MATERIAL FOR THIS EXERCISE.
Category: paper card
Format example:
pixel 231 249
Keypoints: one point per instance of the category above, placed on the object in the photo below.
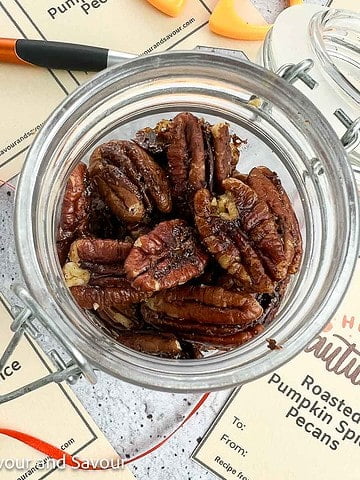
pixel 302 421
pixel 51 413
pixel 134 26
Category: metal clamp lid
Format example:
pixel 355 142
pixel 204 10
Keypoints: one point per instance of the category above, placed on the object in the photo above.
pixel 23 323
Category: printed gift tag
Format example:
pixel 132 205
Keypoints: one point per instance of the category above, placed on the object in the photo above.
pixel 303 420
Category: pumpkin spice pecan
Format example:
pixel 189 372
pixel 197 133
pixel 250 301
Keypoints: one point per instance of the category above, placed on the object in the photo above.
pixel 74 215
pixel 168 256
pixel 130 182
pixel 172 249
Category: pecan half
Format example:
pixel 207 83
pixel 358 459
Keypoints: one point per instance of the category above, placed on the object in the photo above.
pixel 218 224
pixel 166 257
pixel 226 152
pixel 207 305
pixel 225 342
pixel 162 321
pixel 103 223
pixel 154 140
pixel 97 250
pixel 269 189
pixel 243 233
pixel 100 257
pixel 116 318
pixel 75 211
pixel 93 297
pixel 198 155
pixel 161 344
pixel 186 156
pixel 129 180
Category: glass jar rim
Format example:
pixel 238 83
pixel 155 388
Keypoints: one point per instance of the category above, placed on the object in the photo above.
pixel 177 375
pixel 334 25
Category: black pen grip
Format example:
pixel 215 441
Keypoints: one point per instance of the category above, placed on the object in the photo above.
pixel 65 56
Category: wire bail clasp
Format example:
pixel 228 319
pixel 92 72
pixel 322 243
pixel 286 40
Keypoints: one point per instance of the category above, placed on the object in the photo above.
pixel 24 323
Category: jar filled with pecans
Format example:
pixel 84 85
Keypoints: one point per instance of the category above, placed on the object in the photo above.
pixel 275 126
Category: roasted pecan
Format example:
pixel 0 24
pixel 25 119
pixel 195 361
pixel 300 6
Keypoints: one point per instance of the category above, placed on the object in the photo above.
pixel 75 211
pixel 129 180
pixel 198 155
pixel 103 223
pixel 100 258
pixel 97 250
pixel 154 140
pixel 74 275
pixel 207 305
pixel 271 302
pixel 94 297
pixel 167 256
pixel 226 152
pixel 241 230
pixel 164 322
pixel 116 318
pixel 153 343
pixel 218 224
pixel 225 342
pixel 186 156
pixel 269 189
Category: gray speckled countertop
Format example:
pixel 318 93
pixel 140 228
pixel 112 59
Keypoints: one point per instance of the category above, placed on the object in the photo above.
pixel 133 418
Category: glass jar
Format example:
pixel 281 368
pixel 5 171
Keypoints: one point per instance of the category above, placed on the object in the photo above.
pixel 293 138
pixel 331 39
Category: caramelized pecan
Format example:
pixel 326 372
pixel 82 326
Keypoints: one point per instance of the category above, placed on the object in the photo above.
pixel 225 342
pixel 186 156
pixel 167 256
pixel 75 211
pixel 129 180
pixel 243 233
pixel 94 297
pixel 116 318
pixel 153 140
pixel 103 223
pixel 218 224
pixel 207 305
pixel 198 155
pixel 226 152
pixel 100 257
pixel 162 321
pixel 97 250
pixel 269 189
pixel 161 344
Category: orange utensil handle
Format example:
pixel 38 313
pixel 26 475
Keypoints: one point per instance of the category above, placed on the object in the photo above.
pixel 170 7
pixel 225 21
pixel 8 51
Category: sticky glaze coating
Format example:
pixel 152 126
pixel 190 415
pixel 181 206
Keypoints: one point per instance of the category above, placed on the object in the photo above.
pixel 171 248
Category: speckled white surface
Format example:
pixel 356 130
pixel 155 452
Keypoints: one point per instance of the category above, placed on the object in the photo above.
pixel 133 418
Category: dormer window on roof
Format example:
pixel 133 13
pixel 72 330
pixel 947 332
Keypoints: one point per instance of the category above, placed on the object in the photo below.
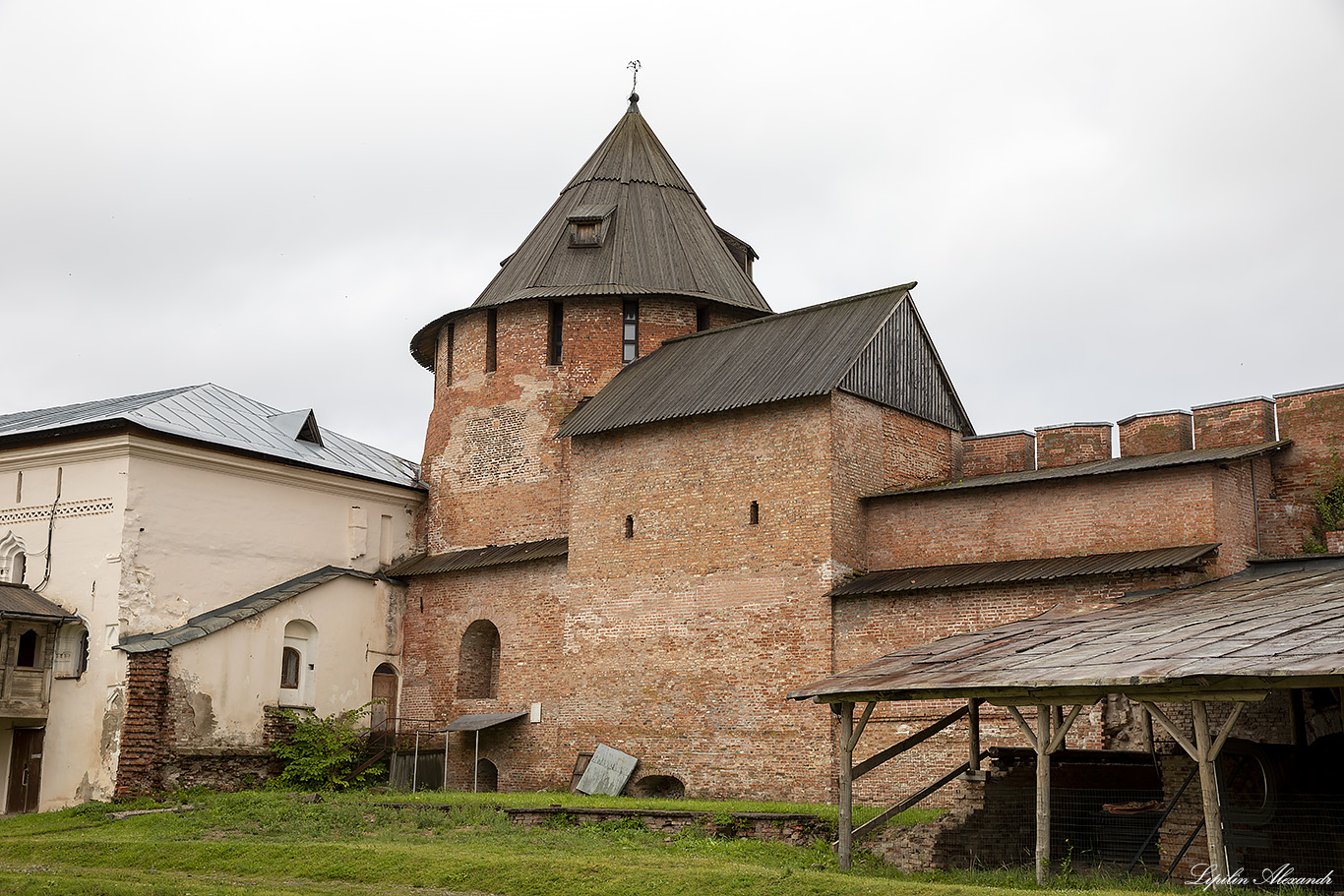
pixel 588 224
pixel 300 426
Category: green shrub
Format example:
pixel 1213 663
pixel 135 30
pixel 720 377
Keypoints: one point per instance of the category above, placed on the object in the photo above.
pixel 322 753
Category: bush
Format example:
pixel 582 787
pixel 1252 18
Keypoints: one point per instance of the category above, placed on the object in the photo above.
pixel 322 753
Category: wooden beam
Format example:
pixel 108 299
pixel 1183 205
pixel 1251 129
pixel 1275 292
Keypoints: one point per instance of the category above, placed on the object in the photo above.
pixel 1025 728
pixel 1208 788
pixel 1171 728
pixel 913 800
pixel 1065 724
pixel 973 734
pixel 1042 796
pixel 913 741
pixel 845 786
pixel 1227 730
pixel 858 728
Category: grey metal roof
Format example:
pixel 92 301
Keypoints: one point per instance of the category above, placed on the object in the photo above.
pixel 955 575
pixel 22 602
pixel 476 558
pixel 1271 627
pixel 481 720
pixel 858 344
pixel 657 238
pixel 226 616
pixel 215 415
pixel 1100 467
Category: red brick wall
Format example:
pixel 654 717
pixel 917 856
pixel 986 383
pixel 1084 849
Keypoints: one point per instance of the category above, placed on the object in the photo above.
pixel 146 733
pixel 1248 422
pixel 525 603
pixel 1061 517
pixel 498 474
pixel 1071 444
pixel 1156 433
pixel 999 452
pixel 684 638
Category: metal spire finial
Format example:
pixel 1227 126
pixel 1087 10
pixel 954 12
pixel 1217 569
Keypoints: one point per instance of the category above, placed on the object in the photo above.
pixel 635 65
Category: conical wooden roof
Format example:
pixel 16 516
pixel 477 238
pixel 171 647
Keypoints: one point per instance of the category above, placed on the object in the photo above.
pixel 654 237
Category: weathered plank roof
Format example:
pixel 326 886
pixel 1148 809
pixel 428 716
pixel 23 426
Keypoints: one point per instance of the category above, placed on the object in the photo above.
pixel 654 238
pixel 873 345
pixel 219 417
pixel 955 575
pixel 22 602
pixel 1270 627
pixel 476 558
pixel 226 616
pixel 481 720
pixel 1100 467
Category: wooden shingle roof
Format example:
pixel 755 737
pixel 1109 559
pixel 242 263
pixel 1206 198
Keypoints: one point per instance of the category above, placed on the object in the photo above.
pixel 1273 627
pixel 873 345
pixel 653 238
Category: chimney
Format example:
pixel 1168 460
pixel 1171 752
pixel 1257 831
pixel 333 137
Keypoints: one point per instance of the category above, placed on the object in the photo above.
pixel 1071 444
pixel 1156 433
pixel 999 452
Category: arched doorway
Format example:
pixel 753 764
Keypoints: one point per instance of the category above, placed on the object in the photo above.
pixel 487 777
pixel 382 719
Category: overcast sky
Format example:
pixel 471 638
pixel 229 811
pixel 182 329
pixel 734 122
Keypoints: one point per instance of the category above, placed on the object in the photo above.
pixel 1110 208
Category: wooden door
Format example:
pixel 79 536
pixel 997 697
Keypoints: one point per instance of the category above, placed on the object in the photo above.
pixel 385 700
pixel 26 770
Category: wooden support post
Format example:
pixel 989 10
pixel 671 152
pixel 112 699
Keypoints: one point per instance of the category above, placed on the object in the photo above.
pixel 1042 794
pixel 845 785
pixel 973 720
pixel 1205 756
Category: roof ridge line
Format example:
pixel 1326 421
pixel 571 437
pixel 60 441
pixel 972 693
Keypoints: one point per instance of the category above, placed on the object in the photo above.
pixel 794 312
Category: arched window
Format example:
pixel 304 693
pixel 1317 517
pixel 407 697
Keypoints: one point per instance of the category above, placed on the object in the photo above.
pixel 28 656
pixel 478 661
pixel 14 561
pixel 383 712
pixel 298 664
pixel 72 657
pixel 289 669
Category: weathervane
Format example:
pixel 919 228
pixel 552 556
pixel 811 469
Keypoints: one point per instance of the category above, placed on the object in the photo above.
pixel 634 65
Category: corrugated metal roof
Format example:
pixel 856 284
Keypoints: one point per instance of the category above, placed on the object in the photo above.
pixel 476 558
pixel 223 617
pixel 215 415
pixel 1249 631
pixel 955 575
pixel 1100 467
pixel 657 238
pixel 481 720
pixel 23 602
pixel 800 353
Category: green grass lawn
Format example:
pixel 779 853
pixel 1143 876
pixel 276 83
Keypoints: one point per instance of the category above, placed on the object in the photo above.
pixel 275 843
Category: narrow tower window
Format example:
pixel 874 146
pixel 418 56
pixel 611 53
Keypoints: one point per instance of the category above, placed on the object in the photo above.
pixel 445 355
pixel 491 327
pixel 631 330
pixel 555 333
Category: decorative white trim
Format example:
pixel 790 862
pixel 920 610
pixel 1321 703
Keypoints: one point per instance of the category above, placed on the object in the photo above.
pixel 66 509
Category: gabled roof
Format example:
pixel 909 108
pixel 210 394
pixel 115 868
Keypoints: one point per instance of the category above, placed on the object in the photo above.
pixel 22 602
pixel 871 345
pixel 223 617
pixel 955 575
pixel 654 238
pixel 1100 467
pixel 1276 625
pixel 217 417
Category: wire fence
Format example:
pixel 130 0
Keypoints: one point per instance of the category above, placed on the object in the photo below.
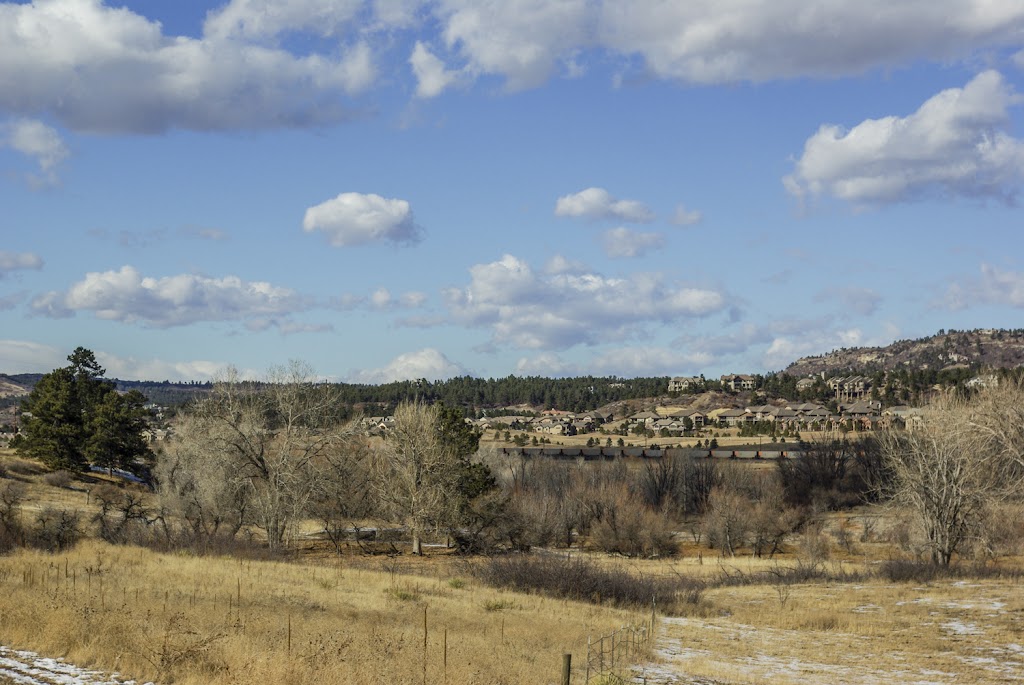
pixel 612 653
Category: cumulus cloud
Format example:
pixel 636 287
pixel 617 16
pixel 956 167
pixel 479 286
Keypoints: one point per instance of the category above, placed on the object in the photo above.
pixel 131 368
pixel 25 356
pixel 431 77
pixel 383 299
pixel 994 286
pixel 16 261
pixel 628 361
pixel 40 142
pixel 354 218
pixel 102 69
pixel 267 18
pixel 863 301
pixel 529 309
pixel 785 349
pixel 955 144
pixel 644 360
pixel 526 41
pixel 686 217
pixel 623 242
pixel 428 364
pixel 733 40
pixel 95 67
pixel 594 203
pixel 127 296
pixel 522 40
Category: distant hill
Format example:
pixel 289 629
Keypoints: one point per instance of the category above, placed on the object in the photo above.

TASK STATEMENT.
Please copy the material word for word, starting at the line that contains "Category: chimney" and ending after the line that contains "pixel 275 843".

EXERCISE ANSWER.
Category: chimney
Format example:
pixel 1168 460
pixel 1171 752
pixel 1257 831
pixel 333 137
Keypoints: one point per instance of the category above, placed on the object in the photo above.
pixel 1071 444
pixel 1156 433
pixel 999 452
Category: arched doorway
Format example:
pixel 753 764
Keypoints: one point per instance of the category above, placed on the object in the photo above.
pixel 487 777
pixel 382 719
Category: overcast sky
Format example:
pixel 471 638
pixel 229 811
pixel 182 329
pixel 734 122
Keypoints: one point per instance of the category above, placed on the object in the photo above.
pixel 1110 208
Category: wooden door
Format example:
pixel 79 536
pixel 997 697
Keypoints: one point per instance of the category above, placed on the object in the photo above.
pixel 385 700
pixel 26 770
Category: wooden support post
Format example:
pixel 989 10
pixel 671 152
pixel 112 699
Keypoints: one point per instance of the category above, placed on the object in the photo above.
pixel 1042 794
pixel 845 785
pixel 973 720
pixel 1205 756
Category: roof ridge line
Format example:
pixel 1326 421
pixel 571 437
pixel 60 441
pixel 972 693
Keypoints: one point per instance of the category above, placed on the object in the photo above.
pixel 794 312
Category: arched window
Format example:
pixel 304 693
pixel 1317 517
pixel 407 697
Keypoints: one point per instance of the category above, placed on the object in the photo above.
pixel 28 656
pixel 478 661
pixel 14 561
pixel 383 712
pixel 298 664
pixel 72 657
pixel 289 669
Category: weathervane
Format example:
pixel 919 228
pixel 552 556
pixel 811 469
Keypoints: one point per instance of the category above, placed on the object in the photo above.
pixel 634 65
Category: corrugated metal roof
Format example:
pixel 856 284
Keypoints: one point per instance of the category above, placed on the object in the photo above.
pixel 476 558
pixel 223 617
pixel 215 415
pixel 1249 631
pixel 955 575
pixel 1100 467
pixel 657 238
pixel 481 720
pixel 23 602
pixel 800 353
Category: green grass lawn
Format example:
pixel 779 853
pixel 1143 876
pixel 276 83
Keypoints: one point per instance of the category above, placed on the object in the photo above.
pixel 275 843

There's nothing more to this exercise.